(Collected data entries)
════════════════════
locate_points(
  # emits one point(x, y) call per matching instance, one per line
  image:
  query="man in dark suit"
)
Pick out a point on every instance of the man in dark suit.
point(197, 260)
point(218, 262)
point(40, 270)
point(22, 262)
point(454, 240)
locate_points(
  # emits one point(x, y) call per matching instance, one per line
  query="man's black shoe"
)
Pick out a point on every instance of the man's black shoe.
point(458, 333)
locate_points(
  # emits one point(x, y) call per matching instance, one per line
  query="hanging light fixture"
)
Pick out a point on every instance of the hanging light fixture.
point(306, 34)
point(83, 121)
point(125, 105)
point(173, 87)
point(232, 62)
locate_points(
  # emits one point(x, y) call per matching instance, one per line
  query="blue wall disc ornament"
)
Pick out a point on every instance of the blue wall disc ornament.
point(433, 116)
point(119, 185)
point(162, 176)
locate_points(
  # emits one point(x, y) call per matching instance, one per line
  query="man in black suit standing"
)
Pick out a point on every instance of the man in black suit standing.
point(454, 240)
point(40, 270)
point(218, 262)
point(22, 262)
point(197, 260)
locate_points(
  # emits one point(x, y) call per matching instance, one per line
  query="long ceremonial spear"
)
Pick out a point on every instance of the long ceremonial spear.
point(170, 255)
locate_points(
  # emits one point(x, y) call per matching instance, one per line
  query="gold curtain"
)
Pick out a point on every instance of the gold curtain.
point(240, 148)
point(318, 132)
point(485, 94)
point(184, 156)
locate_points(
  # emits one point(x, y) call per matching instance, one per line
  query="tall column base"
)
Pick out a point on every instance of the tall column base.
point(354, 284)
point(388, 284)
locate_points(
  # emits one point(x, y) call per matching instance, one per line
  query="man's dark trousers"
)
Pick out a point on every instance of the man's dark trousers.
════════════════════
REQUIREMENT - Word for word, write out every entry shown above.

RESULT BELOW -
locate_points(
  # emits one point(x, y) call per matching instance, one per line
  image:
  query="man in dark suit"
)
Pick out a point on every instance of the man in dark suit.
point(197, 260)
point(218, 262)
point(40, 270)
point(22, 262)
point(454, 240)
locate_points(
  # emits one point(x, y) call per matching instance, one per line
  query="man's black shoe"
)
Pick out a point on every instance of the man's black shoe.
point(458, 333)
locate_points(
  # emits one point(x, y) call per matching instance, one per line
  query="hanging light fixture"
)
Pick out a point on every instance of the hanging light fixture.
point(306, 34)
point(83, 121)
point(125, 105)
point(173, 87)
point(232, 62)
locate_points(
  # emits one point(x, y) call per matching instance, one per line
  query="blue wall disc ornament"
)
Pick out a point on every instance of the blue wall disc ornament.
point(433, 116)
point(119, 185)
point(162, 176)
locate_points(
  # emits one point(x, y) call per matching instance, one per line
  query="man in black suit standing"
)
Pick out a point on every instance of the man in black suit standing.
point(454, 240)
point(40, 270)
point(218, 262)
point(22, 262)
point(197, 260)
locate_points(
  # emits one point(x, y) call per matching instance, one per line
  query="long ceremonial spear"
)
Pick out a point on every instance of the long ceremonial spear.
point(170, 255)
locate_points(
  # emits one point(x, y) call per matching instance, one per line
  query="gold curtain"
)
Pick out a point on every instance of the gold curtain.
point(240, 148)
point(318, 132)
point(485, 94)
point(184, 156)
locate_points(
  # emits one point(x, y) call per matching instance, one per line
  query="tall column base"
)
Pick out a point on every instance of the tall column base.
point(354, 284)
point(388, 284)
locate_points(
  # emits one point(x, y) call per matching instance, one per line
  query="man's dark trousers"
)
Pick out a point on every instance of the man's dark trousers.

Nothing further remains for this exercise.